■ SUPPLIED MATERIAL ■
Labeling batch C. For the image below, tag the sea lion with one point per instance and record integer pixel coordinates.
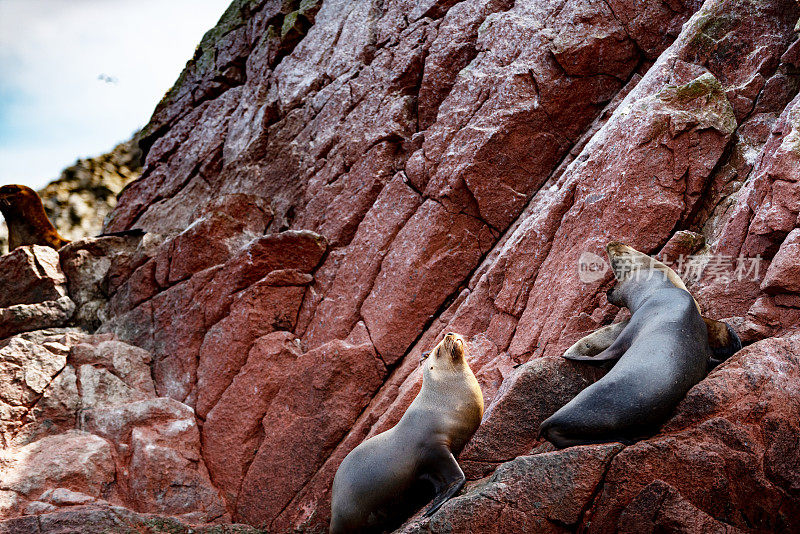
(663, 351)
(722, 339)
(27, 222)
(382, 481)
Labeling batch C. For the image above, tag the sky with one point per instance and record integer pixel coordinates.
(77, 77)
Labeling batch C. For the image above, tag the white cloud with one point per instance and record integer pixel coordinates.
(53, 107)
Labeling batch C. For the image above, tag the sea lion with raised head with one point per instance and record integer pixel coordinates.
(27, 222)
(384, 479)
(663, 351)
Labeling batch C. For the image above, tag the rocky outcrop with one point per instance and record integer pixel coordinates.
(78, 201)
(331, 186)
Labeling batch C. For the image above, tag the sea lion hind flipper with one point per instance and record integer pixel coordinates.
(446, 476)
(723, 341)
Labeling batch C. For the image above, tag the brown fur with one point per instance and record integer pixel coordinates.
(27, 222)
(382, 481)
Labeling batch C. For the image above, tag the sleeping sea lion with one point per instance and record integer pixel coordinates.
(663, 351)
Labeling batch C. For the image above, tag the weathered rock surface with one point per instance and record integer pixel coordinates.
(332, 185)
(33, 291)
(81, 424)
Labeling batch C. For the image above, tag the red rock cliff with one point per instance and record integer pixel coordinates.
(332, 185)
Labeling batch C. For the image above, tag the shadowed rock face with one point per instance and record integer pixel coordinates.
(329, 187)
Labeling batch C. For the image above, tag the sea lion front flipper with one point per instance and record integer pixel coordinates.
(615, 350)
(595, 343)
(446, 475)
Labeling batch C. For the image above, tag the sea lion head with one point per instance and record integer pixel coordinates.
(15, 200)
(450, 353)
(26, 219)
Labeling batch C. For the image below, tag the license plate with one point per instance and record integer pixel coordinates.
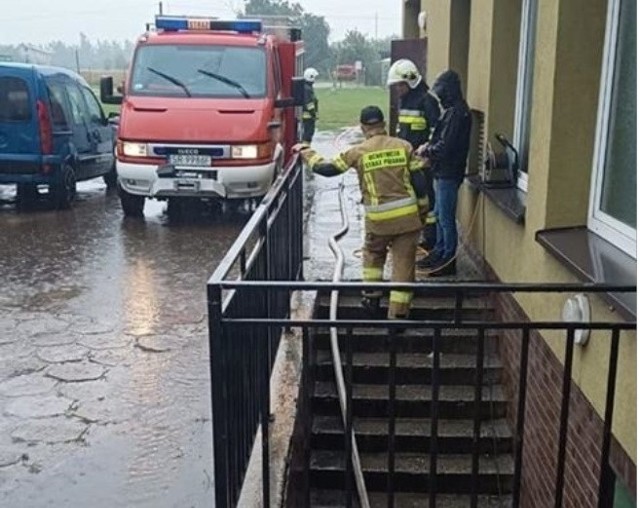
(190, 160)
(185, 184)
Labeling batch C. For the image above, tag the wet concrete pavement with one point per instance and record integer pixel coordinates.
(104, 380)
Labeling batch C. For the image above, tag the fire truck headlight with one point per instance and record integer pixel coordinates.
(134, 149)
(244, 152)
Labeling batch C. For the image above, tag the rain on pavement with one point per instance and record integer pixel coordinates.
(104, 375)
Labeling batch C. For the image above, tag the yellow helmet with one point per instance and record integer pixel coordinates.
(404, 71)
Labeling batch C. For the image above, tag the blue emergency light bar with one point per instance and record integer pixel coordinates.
(176, 23)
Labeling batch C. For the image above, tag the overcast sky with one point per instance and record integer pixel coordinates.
(41, 21)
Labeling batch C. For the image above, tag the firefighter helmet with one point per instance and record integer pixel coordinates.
(310, 75)
(404, 71)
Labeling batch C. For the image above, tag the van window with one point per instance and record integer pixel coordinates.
(56, 103)
(95, 112)
(78, 107)
(14, 100)
(199, 71)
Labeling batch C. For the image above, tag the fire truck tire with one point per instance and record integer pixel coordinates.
(132, 205)
(111, 178)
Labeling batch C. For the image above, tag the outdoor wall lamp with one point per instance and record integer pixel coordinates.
(577, 310)
(422, 21)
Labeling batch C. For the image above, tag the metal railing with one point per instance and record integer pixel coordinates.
(249, 306)
(351, 445)
(269, 248)
(438, 330)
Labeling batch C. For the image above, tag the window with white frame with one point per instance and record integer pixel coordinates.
(524, 89)
(613, 189)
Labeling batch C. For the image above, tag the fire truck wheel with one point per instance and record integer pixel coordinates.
(132, 205)
(111, 178)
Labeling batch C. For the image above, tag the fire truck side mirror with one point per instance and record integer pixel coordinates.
(297, 91)
(106, 91)
(297, 95)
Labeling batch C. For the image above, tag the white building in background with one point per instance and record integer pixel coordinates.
(28, 53)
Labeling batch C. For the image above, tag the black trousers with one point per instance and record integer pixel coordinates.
(308, 130)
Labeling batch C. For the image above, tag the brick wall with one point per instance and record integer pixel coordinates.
(542, 421)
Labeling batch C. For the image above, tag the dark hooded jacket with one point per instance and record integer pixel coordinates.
(423, 103)
(449, 146)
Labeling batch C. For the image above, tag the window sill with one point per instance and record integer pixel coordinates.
(593, 259)
(511, 200)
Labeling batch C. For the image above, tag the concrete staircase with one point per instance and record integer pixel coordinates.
(413, 412)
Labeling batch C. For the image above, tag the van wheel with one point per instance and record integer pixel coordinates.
(63, 191)
(132, 205)
(26, 195)
(111, 178)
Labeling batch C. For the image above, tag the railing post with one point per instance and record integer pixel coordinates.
(433, 441)
(477, 419)
(307, 387)
(522, 395)
(219, 418)
(348, 431)
(265, 369)
(605, 494)
(564, 416)
(393, 334)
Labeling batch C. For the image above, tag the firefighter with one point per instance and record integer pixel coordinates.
(394, 193)
(417, 117)
(310, 107)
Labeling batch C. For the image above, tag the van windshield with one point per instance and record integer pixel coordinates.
(199, 71)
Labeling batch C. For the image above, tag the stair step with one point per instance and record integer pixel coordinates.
(350, 307)
(335, 498)
(455, 401)
(454, 436)
(412, 341)
(411, 368)
(352, 299)
(495, 474)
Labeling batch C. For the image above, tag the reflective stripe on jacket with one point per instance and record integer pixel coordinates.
(384, 165)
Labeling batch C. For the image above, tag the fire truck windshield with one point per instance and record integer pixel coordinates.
(187, 71)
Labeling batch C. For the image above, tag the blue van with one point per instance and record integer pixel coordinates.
(53, 131)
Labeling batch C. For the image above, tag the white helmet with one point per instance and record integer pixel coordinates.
(404, 71)
(310, 75)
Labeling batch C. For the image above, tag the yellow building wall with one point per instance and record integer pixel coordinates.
(569, 42)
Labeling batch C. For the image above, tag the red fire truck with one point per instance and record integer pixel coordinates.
(207, 110)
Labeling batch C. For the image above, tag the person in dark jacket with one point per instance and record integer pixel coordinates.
(447, 151)
(310, 106)
(418, 114)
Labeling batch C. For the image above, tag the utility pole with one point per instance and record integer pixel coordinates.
(376, 25)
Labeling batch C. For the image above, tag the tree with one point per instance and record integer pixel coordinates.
(315, 29)
(357, 47)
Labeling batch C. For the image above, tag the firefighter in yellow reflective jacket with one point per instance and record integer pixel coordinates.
(310, 106)
(394, 191)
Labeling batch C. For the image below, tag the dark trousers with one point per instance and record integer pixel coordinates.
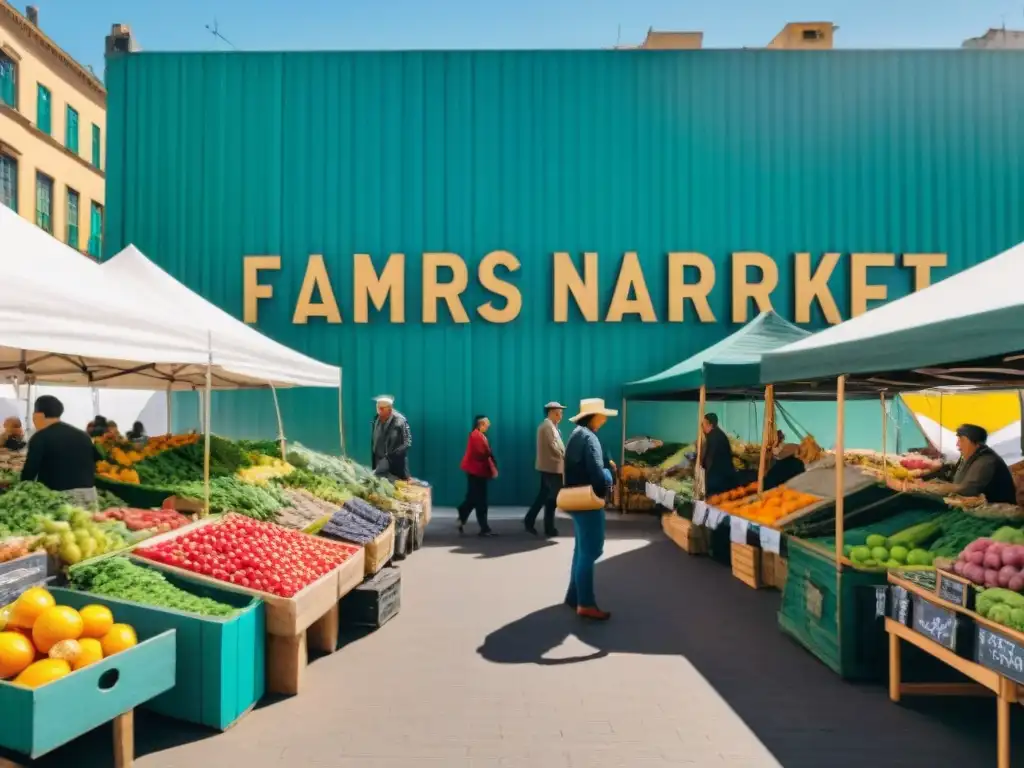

■ TASK DETAILS ■
Find every line in the items above that contains the word "wheel", and copy each of those lines in full. Case counts.

■ FINISHED TASK ■
Labeling batch C. For the image above, tag the fire truck wheel with one point per instance and record integer pixel coordinates.
Labeling batch C. For the image above, tag the van wheel with one point per instance and record integer pixel coordinates.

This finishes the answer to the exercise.